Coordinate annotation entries
——
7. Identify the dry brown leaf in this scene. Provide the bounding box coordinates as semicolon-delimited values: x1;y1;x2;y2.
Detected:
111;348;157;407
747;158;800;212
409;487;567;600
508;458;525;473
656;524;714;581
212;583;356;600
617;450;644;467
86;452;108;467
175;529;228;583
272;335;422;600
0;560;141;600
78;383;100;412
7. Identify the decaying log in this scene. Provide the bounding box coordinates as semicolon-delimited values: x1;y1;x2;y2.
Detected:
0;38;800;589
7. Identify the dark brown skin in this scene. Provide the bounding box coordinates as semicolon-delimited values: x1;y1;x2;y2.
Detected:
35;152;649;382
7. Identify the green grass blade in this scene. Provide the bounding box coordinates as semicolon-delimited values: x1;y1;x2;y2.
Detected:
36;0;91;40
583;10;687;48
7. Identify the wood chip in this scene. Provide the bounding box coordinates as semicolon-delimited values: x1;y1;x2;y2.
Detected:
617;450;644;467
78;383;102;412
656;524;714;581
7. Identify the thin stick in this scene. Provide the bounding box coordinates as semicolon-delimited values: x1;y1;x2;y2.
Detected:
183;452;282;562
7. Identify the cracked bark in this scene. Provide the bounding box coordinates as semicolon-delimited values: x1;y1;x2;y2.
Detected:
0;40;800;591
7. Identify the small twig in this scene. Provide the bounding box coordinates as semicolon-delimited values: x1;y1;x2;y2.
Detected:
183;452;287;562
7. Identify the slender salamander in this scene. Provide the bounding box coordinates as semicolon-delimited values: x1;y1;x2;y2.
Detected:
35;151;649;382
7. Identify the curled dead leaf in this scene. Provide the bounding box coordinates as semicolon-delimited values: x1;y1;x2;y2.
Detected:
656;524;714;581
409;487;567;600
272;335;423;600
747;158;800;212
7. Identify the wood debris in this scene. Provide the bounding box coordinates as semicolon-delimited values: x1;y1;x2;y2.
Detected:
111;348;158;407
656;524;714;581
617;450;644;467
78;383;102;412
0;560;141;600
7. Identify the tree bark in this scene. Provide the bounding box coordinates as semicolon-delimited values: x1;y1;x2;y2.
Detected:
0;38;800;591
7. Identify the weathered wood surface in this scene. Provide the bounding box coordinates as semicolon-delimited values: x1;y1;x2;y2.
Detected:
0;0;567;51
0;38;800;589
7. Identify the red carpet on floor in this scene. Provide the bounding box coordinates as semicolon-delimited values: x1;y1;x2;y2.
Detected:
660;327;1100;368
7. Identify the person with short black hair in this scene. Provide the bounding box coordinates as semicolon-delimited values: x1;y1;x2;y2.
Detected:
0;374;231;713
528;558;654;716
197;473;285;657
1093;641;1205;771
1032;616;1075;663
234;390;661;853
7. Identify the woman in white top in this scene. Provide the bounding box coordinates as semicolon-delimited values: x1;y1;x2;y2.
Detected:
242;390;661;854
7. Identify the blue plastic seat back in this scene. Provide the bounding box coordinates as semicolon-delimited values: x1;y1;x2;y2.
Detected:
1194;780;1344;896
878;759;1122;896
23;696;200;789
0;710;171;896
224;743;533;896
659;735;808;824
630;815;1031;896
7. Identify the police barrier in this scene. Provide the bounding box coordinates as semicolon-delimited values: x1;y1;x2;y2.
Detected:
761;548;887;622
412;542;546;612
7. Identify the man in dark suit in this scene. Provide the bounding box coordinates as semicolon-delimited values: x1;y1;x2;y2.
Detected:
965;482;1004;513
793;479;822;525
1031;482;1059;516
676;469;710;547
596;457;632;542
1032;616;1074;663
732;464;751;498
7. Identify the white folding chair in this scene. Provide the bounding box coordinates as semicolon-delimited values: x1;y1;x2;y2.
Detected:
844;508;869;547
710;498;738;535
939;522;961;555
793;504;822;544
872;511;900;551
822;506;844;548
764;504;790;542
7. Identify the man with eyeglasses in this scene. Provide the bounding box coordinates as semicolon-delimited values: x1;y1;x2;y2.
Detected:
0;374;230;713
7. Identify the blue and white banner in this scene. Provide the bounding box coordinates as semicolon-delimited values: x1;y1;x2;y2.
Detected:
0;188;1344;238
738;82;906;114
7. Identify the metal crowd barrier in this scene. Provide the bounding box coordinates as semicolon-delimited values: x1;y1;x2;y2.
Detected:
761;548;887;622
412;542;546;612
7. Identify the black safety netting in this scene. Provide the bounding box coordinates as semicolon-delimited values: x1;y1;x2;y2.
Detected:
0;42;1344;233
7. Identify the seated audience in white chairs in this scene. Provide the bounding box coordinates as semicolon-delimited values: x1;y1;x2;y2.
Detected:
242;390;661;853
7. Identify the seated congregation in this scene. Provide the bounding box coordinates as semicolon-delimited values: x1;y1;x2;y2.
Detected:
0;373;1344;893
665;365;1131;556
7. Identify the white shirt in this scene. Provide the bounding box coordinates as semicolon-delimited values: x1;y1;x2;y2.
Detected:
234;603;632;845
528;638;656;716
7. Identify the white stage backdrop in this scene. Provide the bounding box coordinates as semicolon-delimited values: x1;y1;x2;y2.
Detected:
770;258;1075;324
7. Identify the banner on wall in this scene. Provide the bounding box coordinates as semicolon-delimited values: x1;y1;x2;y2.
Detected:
——
WRITTEN INSTRUCTION
Please return the lines of the items starting at the one containing "7. Identify the man in" and ending at the one containing "732;464;751;498", both included, as a JSON list of strings with one string per line and blank lines left out.

EXERCISE RESPONSE
[
  "7. Identify the man in dark suit in this scene. Provide the bounding box coordinates as semicolon-delimited values: x1;y1;x2;y2.",
  "Detected:",
  "965;482;1004;513",
  "793;479;822;525",
  "1031;482;1059;516",
  "676;469;710;547",
  "596;457;632;542",
  "1032;616;1074;663",
  "732;464;751;498"
]